» **Problem to solve**:
Reproduce the full listing without a single change.

» **Input data**:
★ ★ ★ ★ ★ ★ ★
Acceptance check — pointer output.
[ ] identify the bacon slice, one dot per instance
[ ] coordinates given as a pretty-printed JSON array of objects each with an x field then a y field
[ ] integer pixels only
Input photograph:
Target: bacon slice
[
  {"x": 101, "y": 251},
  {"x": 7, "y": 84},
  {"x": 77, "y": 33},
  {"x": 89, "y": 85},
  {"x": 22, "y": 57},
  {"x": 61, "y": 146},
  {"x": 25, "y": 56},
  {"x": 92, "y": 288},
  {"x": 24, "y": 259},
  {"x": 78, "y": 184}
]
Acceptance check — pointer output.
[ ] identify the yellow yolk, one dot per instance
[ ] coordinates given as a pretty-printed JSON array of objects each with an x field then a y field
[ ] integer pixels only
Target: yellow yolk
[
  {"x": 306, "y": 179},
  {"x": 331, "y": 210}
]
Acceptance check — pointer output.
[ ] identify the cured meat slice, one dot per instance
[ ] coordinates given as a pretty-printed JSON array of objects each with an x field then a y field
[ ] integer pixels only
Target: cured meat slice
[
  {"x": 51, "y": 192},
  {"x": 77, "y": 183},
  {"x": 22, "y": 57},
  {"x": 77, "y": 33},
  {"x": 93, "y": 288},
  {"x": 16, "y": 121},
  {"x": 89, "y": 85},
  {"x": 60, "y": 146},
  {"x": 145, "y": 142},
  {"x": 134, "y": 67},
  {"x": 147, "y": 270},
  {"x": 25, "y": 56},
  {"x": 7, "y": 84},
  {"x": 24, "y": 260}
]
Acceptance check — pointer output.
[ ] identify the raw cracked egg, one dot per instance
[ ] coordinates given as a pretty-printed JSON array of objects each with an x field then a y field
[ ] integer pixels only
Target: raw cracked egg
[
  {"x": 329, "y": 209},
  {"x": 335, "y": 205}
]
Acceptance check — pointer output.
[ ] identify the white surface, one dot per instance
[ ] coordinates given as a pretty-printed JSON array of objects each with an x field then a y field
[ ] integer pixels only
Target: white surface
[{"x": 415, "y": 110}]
★ ★ ★ ★ ★ ★ ★
» **Exercise solution**:
Acceptance check — pointer output.
[ ] identify the bacon slice, one dot per instance
[ ] coordinates given as a pretty-printed JSON array of objects each with an x field then a y field
[ ] integer pixels only
Input photograph:
Target: bacon slice
[
  {"x": 101, "y": 251},
  {"x": 7, "y": 84},
  {"x": 77, "y": 33},
  {"x": 89, "y": 85},
  {"x": 22, "y": 57},
  {"x": 61, "y": 146},
  {"x": 25, "y": 56},
  {"x": 92, "y": 288},
  {"x": 24, "y": 259},
  {"x": 78, "y": 184}
]
Acceptance check — pointer output.
[ ] identify the yellow yolk, one dot per instance
[ ] coordinates given as a pretty-printed JSON array of objects each with an x field then a y field
[ ] integer pixels only
Target: yellow yolk
[
  {"x": 306, "y": 179},
  {"x": 331, "y": 210}
]
Acceptance check — pointer output.
[ ] identify the cured meat slice, one dot per instance
[ ] coordinates given as a pretty-printed JSON array of objects each with an x field then a y field
[ ] integer pixels only
Target: cured meat slice
[
  {"x": 51, "y": 192},
  {"x": 77, "y": 183},
  {"x": 22, "y": 57},
  {"x": 77, "y": 33},
  {"x": 93, "y": 288},
  {"x": 16, "y": 121},
  {"x": 89, "y": 85},
  {"x": 60, "y": 146},
  {"x": 145, "y": 142},
  {"x": 134, "y": 67},
  {"x": 147, "y": 270},
  {"x": 25, "y": 56},
  {"x": 7, "y": 84},
  {"x": 24, "y": 260}
]
Acceptance check — pointer output.
[ ] identify the raw cracked egg, one dot per instance
[ ] coordinates given as a pretty-printed JSON array of objects each with an x field then a y field
[ ] integer pixels only
Target: raw cracked egg
[
  {"x": 329, "y": 209},
  {"x": 335, "y": 205}
]
Acceptance check — pointer output.
[ ] identify the white surface, one dot per instance
[ ] coordinates given as a pretty-printed JSON array of objects each with an x field then a y field
[ ] integer pixels only
Target: white surface
[{"x": 415, "y": 110}]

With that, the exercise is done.